---------- EXTRACTED TEXT
Sunday, June 28, 2009

Fetch Me My Blade and Let the Music Begin

Last week one of my friends from high school visited, so we went to Amoeba to try to find an awesome metal CD. Like so many cultural festivals before it, the Metal CD Project seems to have become nothing more than a way to amuse the tourists. Or perhaps I used the opportunity to justify spending money on a CD based solely on its album art, album title, band name, and song titles? Either way, we hunted through Amoeba's offerings and I came up with four CDs. I ended up returning two of them a few days later, as I had bought them both new and ~$15 is way too much for a CD. These are the CDs I found:

Black Cascade, by Wolves in the Throne Room

I already own a Wolves in the Throne Room CD and I consider it to by my favorite find from this project so far, so I decided to buy another one. The cover is good and the title is cool, but I decided that, since I already own one CD by Wolves in the Throne Room, I couldn't justify spending so much money to get another one. So with a heavy heart I returned the CD, and now I will wait until it is available used.

Symbols of Failure by Psycroptic

Oh man, the album art on here is phenomenal! Google revealed that the album arsist is Par Olofsson, who is extra awesome because he shares a first name with my Planescape character.
Both the front and back images of the album are available on Psycroptic's Media Page, and they're definitely worth downloading.
Their song titles are also cool, like "Missionaries of a Future Time to Come." In the end, I decided against keeping this one because it was more sci-fi than swords-and-sorcery fantasy. If it's ever available used, you'd better believe I'll grab it in a heartbeat.

The Ultimate Destroyer, by Lair of the Minotaur

This was the one used CD I bought, and I was happy to take the opportunity to own another Lair of the Minotaur CD for only five dollars. It sounds like more of the same: loud, driving metal. Generic, mindless fun.

Finally, I give you the winner. One look at the album cover should reveal why I absolutely had to keep this album and declare it my latest selection in the Metal CD Project. So here it is. The Last Alliance, by Battlelore:
My word, people. Do you see this guy? Just look at that helmet! That sword! That ragged cape! This man is metal incarnate. Then, as an added bonus, the lyrics booklet features a quote from a Tolkien story (either Lord of the Rings or the Silmarillion) before every song. And you don't get more metal than Tolkien references.

It looks like most of Battlelore's albums have great art, especially this one, which deserves bonus points for being entitled Where the Shadows Lie:

I can't top that. Rock on.

Saturday, June 27, 2009

How to Introduce Songs at Live Shows

Ah, this is a song called "Killers," this one. Yeah. Give me some bad dreams, this one.
--------------------
TASK PROMPT:
Transcribe the passage of the blog post on metal CDs between "I already own a" and "definitely worth downloading.", inclusive.
---------- DATASET EXTRACT
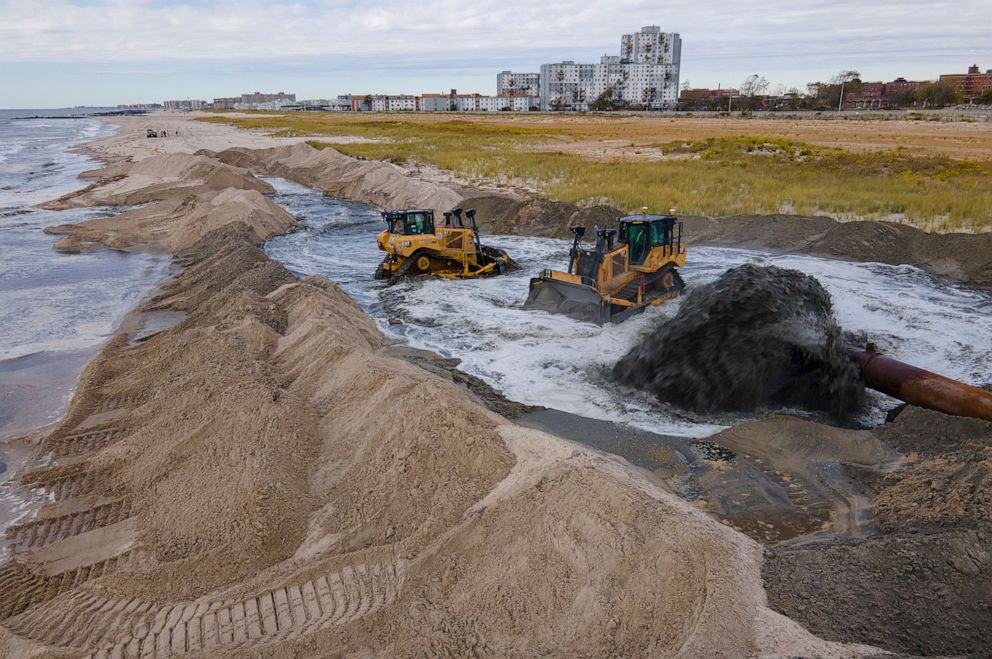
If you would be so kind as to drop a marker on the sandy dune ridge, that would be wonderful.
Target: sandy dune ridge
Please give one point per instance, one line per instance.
(266, 477)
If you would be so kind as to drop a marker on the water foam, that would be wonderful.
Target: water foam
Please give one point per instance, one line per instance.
(543, 359)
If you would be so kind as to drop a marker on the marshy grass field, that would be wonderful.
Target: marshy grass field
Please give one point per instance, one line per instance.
(936, 175)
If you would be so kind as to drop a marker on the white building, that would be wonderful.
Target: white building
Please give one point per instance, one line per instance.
(188, 104)
(508, 82)
(644, 75)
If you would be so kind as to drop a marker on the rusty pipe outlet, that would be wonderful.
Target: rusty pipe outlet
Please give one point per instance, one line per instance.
(922, 388)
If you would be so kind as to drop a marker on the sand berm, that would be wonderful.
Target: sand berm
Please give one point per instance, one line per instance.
(266, 478)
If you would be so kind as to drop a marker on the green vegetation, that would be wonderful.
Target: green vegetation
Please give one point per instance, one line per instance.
(716, 176)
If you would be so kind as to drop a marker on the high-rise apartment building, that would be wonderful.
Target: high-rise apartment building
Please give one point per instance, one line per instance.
(644, 75)
(510, 83)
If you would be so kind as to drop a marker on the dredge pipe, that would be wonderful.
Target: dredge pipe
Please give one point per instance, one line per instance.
(922, 388)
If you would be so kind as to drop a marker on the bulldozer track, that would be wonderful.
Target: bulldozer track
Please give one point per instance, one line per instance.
(136, 628)
(86, 442)
(43, 532)
(121, 403)
(60, 485)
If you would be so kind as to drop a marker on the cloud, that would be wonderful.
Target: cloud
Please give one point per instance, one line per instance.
(99, 48)
(145, 30)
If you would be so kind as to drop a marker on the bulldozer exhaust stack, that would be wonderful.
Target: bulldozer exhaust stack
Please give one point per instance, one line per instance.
(920, 387)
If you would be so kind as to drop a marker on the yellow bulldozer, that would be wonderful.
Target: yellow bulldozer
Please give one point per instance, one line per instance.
(611, 282)
(415, 246)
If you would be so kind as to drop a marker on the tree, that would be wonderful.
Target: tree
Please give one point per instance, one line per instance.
(754, 85)
(607, 101)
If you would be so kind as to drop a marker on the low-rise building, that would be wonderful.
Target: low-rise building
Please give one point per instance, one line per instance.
(511, 83)
(644, 75)
(973, 83)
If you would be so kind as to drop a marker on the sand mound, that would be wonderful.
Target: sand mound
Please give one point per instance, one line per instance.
(965, 258)
(265, 477)
(167, 176)
(757, 337)
(210, 195)
(377, 183)
(178, 223)
(930, 549)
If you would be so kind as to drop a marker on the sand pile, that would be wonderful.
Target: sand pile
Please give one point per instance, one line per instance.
(189, 197)
(372, 182)
(167, 176)
(964, 258)
(179, 222)
(757, 337)
(265, 477)
(920, 583)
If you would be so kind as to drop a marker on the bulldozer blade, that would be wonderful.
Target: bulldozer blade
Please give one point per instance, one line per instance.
(573, 300)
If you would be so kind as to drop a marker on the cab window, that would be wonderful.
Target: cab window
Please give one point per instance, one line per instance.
(419, 223)
(638, 237)
(659, 233)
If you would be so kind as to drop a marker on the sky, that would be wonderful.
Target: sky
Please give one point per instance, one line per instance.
(58, 53)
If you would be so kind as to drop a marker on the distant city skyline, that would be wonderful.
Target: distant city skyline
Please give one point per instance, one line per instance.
(92, 52)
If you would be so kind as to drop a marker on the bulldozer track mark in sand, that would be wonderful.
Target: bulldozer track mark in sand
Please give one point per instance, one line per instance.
(23, 588)
(136, 628)
(61, 486)
(43, 532)
(81, 443)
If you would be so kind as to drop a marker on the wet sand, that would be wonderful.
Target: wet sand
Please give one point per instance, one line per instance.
(268, 476)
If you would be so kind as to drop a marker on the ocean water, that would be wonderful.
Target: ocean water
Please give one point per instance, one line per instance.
(544, 359)
(55, 309)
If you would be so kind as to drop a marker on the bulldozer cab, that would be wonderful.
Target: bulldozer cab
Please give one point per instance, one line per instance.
(410, 223)
(642, 233)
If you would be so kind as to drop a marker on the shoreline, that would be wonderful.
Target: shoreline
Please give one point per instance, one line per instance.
(272, 444)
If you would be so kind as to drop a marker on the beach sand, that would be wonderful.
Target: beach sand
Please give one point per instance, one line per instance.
(268, 477)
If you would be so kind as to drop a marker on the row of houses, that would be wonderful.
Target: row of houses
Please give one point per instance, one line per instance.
(645, 75)
(452, 101)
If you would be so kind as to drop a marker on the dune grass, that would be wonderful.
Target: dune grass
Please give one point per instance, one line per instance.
(714, 176)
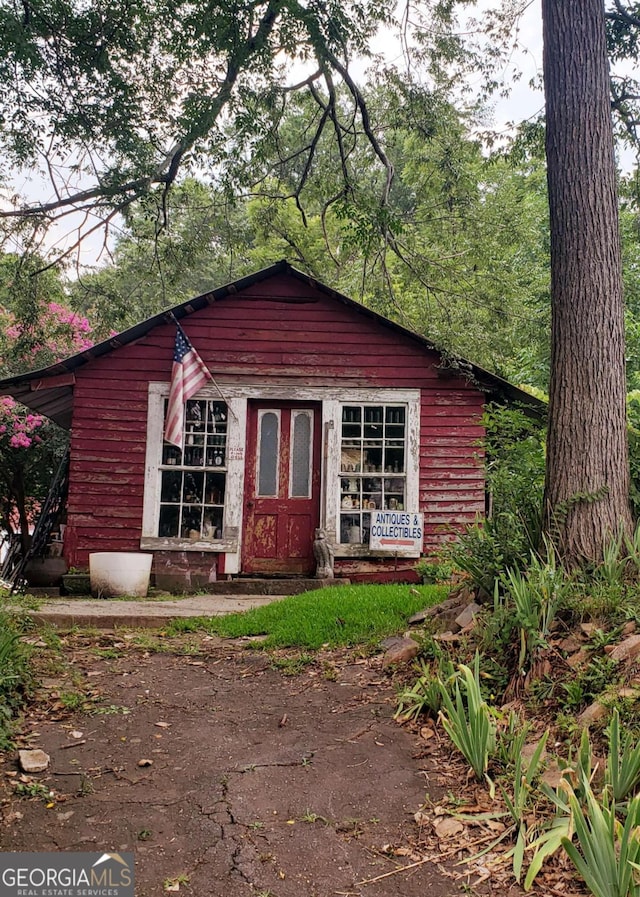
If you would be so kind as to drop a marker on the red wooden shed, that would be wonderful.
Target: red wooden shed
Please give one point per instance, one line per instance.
(320, 413)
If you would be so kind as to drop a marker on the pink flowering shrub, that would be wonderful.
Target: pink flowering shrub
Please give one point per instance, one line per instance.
(30, 445)
(18, 426)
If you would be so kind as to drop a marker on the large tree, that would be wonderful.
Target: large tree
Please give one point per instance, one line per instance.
(129, 95)
(587, 488)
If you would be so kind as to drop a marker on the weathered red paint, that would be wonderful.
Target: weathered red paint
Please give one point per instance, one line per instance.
(279, 530)
(278, 330)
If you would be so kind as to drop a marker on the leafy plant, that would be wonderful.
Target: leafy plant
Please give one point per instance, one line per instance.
(537, 595)
(468, 721)
(424, 696)
(623, 761)
(608, 852)
(614, 562)
(519, 803)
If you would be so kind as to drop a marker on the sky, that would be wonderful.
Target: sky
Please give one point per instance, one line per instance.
(522, 102)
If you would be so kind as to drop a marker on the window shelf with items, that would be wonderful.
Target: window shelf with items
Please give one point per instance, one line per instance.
(372, 466)
(193, 481)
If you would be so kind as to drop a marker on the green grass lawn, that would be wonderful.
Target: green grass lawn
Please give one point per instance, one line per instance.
(336, 616)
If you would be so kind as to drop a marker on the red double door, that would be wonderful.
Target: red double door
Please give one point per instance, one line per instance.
(282, 487)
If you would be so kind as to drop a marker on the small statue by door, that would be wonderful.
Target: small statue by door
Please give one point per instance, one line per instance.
(323, 553)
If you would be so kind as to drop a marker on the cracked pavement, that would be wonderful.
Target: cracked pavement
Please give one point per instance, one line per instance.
(259, 783)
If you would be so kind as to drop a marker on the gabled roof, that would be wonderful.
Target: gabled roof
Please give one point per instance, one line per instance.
(49, 391)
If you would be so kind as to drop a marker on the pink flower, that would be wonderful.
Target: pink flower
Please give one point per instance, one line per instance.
(20, 440)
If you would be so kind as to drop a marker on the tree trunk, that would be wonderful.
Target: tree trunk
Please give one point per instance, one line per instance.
(587, 485)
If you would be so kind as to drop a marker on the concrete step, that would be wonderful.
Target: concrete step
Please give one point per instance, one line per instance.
(44, 591)
(275, 586)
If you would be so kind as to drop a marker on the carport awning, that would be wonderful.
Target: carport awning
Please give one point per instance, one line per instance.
(51, 396)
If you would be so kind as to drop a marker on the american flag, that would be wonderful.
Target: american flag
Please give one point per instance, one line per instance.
(188, 375)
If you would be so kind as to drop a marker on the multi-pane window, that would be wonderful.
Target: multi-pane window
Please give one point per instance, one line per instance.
(193, 481)
(372, 467)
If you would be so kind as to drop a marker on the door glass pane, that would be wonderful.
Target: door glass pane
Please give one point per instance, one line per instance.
(301, 454)
(268, 454)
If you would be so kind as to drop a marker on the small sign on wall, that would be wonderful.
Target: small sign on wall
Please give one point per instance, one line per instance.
(398, 531)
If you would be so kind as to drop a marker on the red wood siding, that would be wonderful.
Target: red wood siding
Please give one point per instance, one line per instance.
(303, 337)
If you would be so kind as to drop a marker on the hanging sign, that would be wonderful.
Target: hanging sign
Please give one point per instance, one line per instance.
(398, 531)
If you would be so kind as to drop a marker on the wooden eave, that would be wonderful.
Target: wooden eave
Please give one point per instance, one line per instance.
(49, 391)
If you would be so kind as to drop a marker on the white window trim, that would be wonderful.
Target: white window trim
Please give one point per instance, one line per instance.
(234, 486)
(295, 413)
(237, 395)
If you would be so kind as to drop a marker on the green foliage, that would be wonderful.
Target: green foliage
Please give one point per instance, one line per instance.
(468, 721)
(519, 803)
(607, 851)
(338, 615)
(537, 595)
(623, 761)
(423, 697)
(15, 674)
(515, 478)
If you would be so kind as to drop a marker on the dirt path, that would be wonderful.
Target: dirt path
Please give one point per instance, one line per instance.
(260, 784)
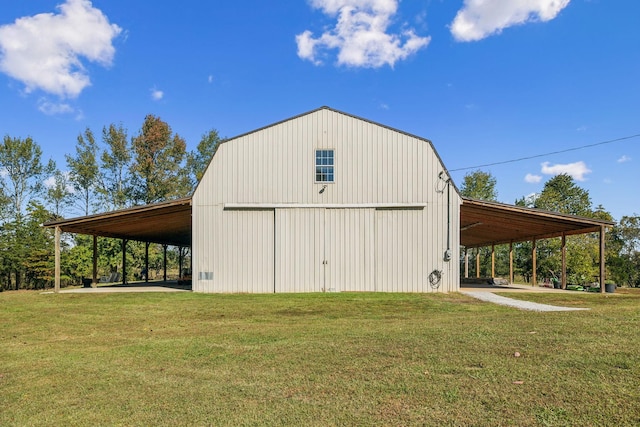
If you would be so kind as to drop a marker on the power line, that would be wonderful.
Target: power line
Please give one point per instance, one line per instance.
(546, 154)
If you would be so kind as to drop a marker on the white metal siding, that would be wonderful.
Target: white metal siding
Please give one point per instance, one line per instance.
(399, 251)
(247, 255)
(349, 250)
(374, 166)
(299, 250)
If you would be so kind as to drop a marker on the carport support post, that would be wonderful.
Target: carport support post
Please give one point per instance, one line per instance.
(466, 263)
(602, 259)
(124, 261)
(493, 260)
(563, 279)
(510, 262)
(94, 279)
(146, 262)
(57, 260)
(534, 262)
(164, 247)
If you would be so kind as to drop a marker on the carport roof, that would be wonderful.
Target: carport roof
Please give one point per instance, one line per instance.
(167, 223)
(485, 223)
(482, 223)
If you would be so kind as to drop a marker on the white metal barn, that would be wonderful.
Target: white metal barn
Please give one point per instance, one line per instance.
(326, 201)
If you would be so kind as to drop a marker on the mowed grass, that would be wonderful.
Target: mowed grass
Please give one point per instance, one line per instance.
(317, 360)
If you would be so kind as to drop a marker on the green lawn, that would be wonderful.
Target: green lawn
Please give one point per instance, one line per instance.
(317, 359)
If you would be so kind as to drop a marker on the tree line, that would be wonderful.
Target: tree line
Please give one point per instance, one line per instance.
(114, 170)
(106, 172)
(561, 194)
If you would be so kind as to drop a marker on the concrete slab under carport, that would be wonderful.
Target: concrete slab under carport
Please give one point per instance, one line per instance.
(484, 287)
(134, 287)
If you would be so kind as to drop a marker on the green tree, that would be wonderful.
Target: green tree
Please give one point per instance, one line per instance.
(58, 195)
(158, 171)
(116, 161)
(561, 194)
(21, 159)
(479, 185)
(198, 160)
(84, 169)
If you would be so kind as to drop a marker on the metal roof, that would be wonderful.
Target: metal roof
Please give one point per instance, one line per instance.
(485, 223)
(482, 223)
(167, 223)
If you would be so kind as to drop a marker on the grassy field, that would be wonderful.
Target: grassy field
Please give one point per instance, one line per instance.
(317, 360)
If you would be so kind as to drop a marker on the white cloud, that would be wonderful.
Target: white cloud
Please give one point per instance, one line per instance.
(481, 18)
(360, 34)
(532, 179)
(45, 51)
(624, 159)
(576, 170)
(52, 108)
(156, 94)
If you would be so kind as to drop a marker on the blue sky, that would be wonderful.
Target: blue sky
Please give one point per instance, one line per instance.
(486, 80)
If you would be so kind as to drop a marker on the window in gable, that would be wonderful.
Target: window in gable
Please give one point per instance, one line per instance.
(324, 166)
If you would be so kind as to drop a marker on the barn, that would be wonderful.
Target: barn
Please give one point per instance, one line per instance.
(325, 202)
(329, 202)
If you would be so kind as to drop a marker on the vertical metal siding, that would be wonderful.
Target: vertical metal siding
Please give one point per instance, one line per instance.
(299, 250)
(374, 165)
(248, 254)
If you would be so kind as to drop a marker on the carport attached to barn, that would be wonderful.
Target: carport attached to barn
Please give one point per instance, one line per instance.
(482, 224)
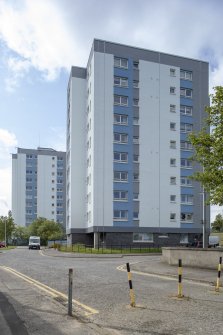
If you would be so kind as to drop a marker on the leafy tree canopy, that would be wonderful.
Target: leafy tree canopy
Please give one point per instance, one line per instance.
(209, 149)
(46, 229)
(217, 225)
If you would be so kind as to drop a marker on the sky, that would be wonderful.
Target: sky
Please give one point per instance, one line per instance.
(41, 39)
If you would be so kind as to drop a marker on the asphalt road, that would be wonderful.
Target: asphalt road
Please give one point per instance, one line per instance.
(101, 292)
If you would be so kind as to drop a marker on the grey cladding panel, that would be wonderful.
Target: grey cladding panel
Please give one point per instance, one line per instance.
(79, 72)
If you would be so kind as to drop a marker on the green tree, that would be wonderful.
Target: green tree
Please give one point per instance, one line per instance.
(21, 234)
(209, 149)
(217, 225)
(46, 229)
(8, 223)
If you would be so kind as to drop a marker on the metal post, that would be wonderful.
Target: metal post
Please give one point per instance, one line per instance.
(180, 295)
(5, 233)
(70, 289)
(131, 292)
(203, 219)
(219, 275)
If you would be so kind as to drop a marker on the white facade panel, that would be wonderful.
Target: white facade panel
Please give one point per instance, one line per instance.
(76, 179)
(46, 187)
(18, 189)
(155, 152)
(102, 122)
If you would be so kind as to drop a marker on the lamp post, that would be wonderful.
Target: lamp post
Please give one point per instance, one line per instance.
(203, 218)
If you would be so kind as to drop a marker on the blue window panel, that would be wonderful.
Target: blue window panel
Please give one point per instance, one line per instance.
(187, 208)
(186, 154)
(187, 190)
(186, 172)
(186, 101)
(123, 224)
(121, 186)
(186, 119)
(187, 225)
(186, 83)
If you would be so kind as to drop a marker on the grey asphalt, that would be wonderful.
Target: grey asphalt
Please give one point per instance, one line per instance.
(22, 306)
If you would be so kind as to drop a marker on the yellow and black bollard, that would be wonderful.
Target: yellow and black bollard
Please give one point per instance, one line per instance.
(132, 295)
(219, 275)
(180, 294)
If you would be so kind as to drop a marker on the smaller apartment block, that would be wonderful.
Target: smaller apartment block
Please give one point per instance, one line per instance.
(128, 156)
(38, 185)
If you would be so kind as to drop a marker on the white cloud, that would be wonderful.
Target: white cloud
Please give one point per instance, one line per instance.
(39, 37)
(8, 142)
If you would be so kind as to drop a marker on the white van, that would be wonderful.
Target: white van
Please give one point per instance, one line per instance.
(34, 242)
(213, 241)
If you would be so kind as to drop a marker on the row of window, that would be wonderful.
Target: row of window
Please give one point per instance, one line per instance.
(123, 63)
(122, 215)
(148, 237)
(122, 176)
(122, 100)
(122, 195)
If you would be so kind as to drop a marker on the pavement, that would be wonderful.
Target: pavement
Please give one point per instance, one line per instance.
(26, 310)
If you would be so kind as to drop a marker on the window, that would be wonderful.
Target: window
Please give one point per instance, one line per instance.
(172, 126)
(135, 121)
(121, 119)
(120, 156)
(186, 75)
(135, 139)
(121, 176)
(186, 110)
(135, 176)
(172, 216)
(186, 163)
(120, 81)
(120, 195)
(185, 145)
(186, 127)
(121, 62)
(135, 83)
(120, 215)
(135, 196)
(173, 144)
(186, 217)
(186, 182)
(187, 199)
(135, 215)
(136, 65)
(142, 237)
(186, 92)
(135, 158)
(173, 180)
(136, 102)
(172, 90)
(183, 238)
(120, 138)
(173, 108)
(172, 72)
(172, 162)
(120, 100)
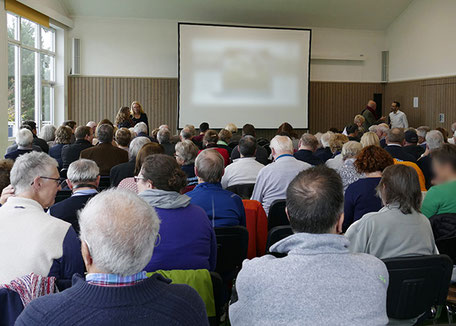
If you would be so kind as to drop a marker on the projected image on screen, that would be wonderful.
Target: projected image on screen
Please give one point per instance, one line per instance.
(243, 75)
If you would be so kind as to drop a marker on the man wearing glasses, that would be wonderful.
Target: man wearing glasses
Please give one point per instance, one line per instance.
(30, 239)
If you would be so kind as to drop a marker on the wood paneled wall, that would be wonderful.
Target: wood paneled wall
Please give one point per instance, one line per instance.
(332, 104)
(435, 96)
(97, 98)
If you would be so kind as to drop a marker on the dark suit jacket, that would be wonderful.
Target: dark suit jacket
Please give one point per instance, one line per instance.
(67, 209)
(415, 150)
(71, 153)
(106, 156)
(122, 171)
(399, 154)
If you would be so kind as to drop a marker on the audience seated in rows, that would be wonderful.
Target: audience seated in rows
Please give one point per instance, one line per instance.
(223, 207)
(434, 141)
(186, 234)
(261, 155)
(32, 241)
(127, 170)
(347, 171)
(441, 199)
(62, 138)
(361, 196)
(24, 141)
(398, 229)
(147, 149)
(84, 136)
(319, 282)
(245, 169)
(105, 154)
(83, 178)
(307, 146)
(394, 141)
(118, 233)
(273, 179)
(186, 152)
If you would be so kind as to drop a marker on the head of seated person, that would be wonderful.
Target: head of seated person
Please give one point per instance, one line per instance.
(105, 133)
(209, 166)
(247, 146)
(186, 152)
(83, 174)
(35, 176)
(281, 145)
(308, 142)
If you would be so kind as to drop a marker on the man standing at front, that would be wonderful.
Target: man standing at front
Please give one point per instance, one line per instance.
(320, 282)
(398, 119)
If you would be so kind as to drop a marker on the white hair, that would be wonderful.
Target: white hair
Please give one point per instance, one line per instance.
(281, 144)
(136, 145)
(24, 138)
(83, 170)
(140, 127)
(120, 230)
(48, 132)
(324, 140)
(29, 166)
(434, 139)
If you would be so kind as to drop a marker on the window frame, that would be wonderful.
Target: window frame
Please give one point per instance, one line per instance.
(40, 82)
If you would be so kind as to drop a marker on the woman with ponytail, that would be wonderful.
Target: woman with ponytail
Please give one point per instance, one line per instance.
(186, 239)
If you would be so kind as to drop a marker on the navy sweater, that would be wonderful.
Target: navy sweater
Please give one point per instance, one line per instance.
(150, 302)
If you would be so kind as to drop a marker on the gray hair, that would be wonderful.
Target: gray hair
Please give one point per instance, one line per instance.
(24, 138)
(120, 230)
(140, 127)
(187, 151)
(136, 145)
(210, 165)
(351, 149)
(29, 166)
(83, 170)
(163, 135)
(281, 144)
(434, 139)
(48, 132)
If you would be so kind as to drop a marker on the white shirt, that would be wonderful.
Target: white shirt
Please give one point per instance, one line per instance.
(243, 170)
(398, 119)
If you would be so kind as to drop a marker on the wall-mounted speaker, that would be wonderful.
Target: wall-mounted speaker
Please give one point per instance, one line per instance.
(385, 66)
(75, 57)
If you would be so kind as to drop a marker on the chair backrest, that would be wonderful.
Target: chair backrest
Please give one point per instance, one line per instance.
(277, 215)
(232, 245)
(244, 191)
(276, 234)
(416, 284)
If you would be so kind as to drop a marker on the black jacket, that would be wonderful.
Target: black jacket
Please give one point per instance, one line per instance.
(70, 153)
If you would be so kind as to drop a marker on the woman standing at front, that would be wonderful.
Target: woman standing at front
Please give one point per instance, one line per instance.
(138, 115)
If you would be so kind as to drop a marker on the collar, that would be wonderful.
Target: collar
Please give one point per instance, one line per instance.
(115, 280)
(283, 155)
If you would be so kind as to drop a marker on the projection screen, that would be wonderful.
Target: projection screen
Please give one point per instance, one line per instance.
(243, 75)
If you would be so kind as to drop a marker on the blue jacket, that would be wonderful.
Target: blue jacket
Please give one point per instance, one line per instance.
(223, 207)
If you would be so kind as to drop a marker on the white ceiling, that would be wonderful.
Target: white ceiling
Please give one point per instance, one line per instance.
(355, 14)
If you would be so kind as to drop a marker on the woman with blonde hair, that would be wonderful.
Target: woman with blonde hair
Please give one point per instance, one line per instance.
(138, 115)
(370, 138)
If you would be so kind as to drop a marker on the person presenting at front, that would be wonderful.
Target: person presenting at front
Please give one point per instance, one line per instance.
(441, 198)
(221, 206)
(398, 229)
(118, 234)
(32, 241)
(273, 179)
(319, 282)
(398, 119)
(186, 233)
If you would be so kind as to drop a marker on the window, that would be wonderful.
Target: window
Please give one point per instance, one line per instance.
(31, 72)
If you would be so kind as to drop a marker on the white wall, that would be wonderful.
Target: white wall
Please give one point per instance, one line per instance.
(421, 41)
(148, 48)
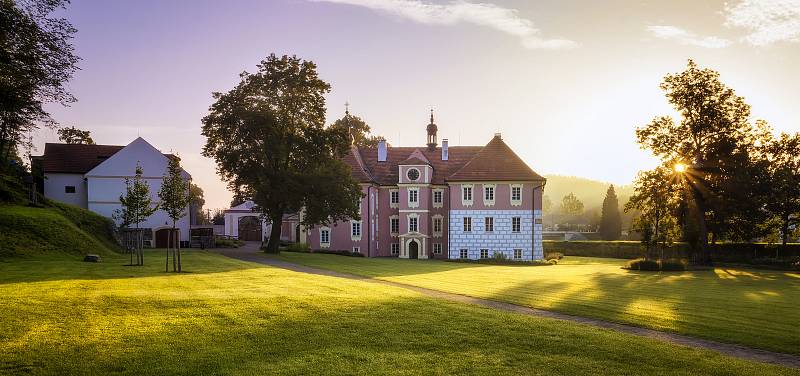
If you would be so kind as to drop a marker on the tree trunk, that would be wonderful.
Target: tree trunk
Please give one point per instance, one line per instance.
(275, 233)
--------------------
EXERCISE RESULT:
I already own a Wolves in the Throne Room CD and I consider it to by my favorite find from this project so far, so I decided to buy another one. The cover is good and the title is cool, but I decided that, since I already own one CD by Wolves in the Throne Room, I couldn't justify spending so much money to get another one. So with a heavy heart I returned the CD, and now I will wait until it is available used.

Symbols of Failure by Psycroptic

Oh man, the album art on here is phenomenal! Google revealed that the album arsist is Par Olofsson, who is extra awesome because he shares a first name with my Planescape character.
Both the front and back images of the album are available on Psycroptic's Media Page, and they're definitely worth downloading.